[Data items]
= Beginning of Section =

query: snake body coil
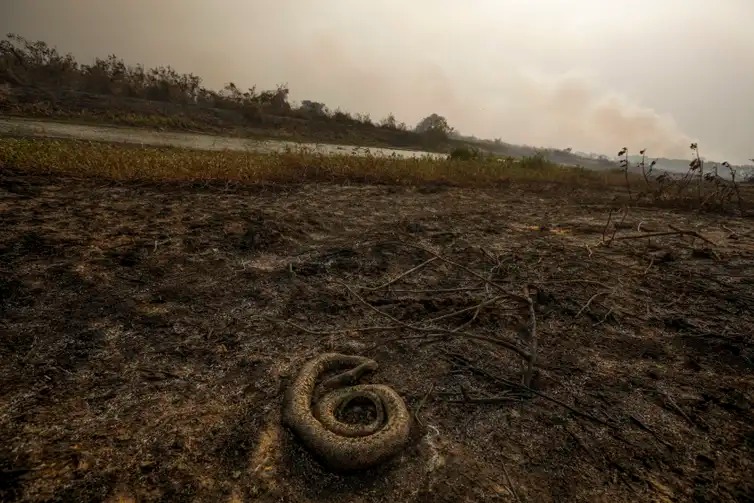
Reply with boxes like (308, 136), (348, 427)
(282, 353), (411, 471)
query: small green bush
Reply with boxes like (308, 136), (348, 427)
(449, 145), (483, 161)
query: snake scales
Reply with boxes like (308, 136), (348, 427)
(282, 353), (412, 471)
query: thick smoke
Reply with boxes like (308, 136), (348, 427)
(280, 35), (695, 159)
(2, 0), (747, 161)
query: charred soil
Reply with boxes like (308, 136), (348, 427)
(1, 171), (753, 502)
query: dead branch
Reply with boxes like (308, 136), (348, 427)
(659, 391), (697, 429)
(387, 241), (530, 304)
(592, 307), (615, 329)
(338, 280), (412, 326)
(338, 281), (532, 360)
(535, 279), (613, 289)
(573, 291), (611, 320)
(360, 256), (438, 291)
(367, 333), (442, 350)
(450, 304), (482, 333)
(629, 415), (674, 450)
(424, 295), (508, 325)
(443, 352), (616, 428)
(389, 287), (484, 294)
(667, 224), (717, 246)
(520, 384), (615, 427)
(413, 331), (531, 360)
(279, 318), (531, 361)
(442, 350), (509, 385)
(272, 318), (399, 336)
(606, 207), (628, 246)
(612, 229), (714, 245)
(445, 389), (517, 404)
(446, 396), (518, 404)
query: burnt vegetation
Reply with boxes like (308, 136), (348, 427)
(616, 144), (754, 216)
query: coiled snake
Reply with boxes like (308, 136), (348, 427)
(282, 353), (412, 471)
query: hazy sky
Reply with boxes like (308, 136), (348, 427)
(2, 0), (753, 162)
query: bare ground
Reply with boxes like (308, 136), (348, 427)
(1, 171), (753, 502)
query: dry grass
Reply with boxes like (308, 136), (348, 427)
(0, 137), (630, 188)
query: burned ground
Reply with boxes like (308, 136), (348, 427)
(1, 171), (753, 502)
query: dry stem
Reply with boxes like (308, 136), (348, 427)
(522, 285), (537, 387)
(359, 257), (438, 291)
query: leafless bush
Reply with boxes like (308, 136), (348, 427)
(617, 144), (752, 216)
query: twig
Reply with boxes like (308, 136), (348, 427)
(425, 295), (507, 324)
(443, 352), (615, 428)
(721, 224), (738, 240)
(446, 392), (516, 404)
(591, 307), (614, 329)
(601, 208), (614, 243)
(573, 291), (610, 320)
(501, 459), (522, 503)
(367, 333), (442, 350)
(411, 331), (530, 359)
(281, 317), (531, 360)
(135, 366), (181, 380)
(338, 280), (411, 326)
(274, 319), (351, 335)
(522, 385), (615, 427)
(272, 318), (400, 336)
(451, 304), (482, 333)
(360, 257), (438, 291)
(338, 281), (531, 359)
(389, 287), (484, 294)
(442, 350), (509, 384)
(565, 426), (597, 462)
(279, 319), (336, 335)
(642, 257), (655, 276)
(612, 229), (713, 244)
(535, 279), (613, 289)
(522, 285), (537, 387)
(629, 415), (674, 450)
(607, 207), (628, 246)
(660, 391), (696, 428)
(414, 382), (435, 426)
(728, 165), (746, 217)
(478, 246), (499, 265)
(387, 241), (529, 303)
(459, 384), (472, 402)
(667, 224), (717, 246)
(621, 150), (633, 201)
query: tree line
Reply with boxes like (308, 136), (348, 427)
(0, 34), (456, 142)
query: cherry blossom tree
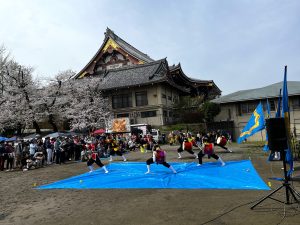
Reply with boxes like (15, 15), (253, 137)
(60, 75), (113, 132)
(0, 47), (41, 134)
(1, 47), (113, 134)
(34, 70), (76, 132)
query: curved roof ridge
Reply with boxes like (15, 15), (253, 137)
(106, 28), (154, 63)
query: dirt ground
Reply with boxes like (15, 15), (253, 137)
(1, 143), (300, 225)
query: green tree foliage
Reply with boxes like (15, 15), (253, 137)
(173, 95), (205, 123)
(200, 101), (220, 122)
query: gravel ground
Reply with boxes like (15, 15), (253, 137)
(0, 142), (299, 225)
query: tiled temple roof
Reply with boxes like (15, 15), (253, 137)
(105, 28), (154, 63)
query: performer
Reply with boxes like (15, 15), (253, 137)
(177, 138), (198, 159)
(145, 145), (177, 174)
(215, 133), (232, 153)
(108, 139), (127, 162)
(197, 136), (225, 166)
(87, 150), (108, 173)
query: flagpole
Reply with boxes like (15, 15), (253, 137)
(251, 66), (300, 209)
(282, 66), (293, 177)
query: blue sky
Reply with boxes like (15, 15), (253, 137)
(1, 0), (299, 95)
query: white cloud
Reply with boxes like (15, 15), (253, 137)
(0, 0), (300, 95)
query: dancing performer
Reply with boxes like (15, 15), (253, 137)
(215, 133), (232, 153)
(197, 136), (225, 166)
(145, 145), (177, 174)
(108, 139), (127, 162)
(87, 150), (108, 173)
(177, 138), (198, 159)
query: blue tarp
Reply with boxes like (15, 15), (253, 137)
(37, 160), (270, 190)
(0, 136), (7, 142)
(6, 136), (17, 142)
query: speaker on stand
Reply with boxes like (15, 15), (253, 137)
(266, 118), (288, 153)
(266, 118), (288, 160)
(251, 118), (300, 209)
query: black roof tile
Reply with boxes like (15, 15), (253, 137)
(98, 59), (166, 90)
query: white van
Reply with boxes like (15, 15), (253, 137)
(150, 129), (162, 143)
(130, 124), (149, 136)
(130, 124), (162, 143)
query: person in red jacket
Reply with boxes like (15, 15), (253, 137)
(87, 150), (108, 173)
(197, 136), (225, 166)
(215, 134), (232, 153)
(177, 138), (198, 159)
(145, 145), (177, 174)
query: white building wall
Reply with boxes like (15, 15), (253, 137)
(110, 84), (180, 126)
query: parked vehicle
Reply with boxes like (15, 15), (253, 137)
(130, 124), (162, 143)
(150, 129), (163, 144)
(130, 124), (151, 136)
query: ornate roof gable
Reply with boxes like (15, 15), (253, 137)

= End of Section =

Search the data above for "performer" and copy every line where it turns up.

* [Response area]:
query: performer
query: dancing performer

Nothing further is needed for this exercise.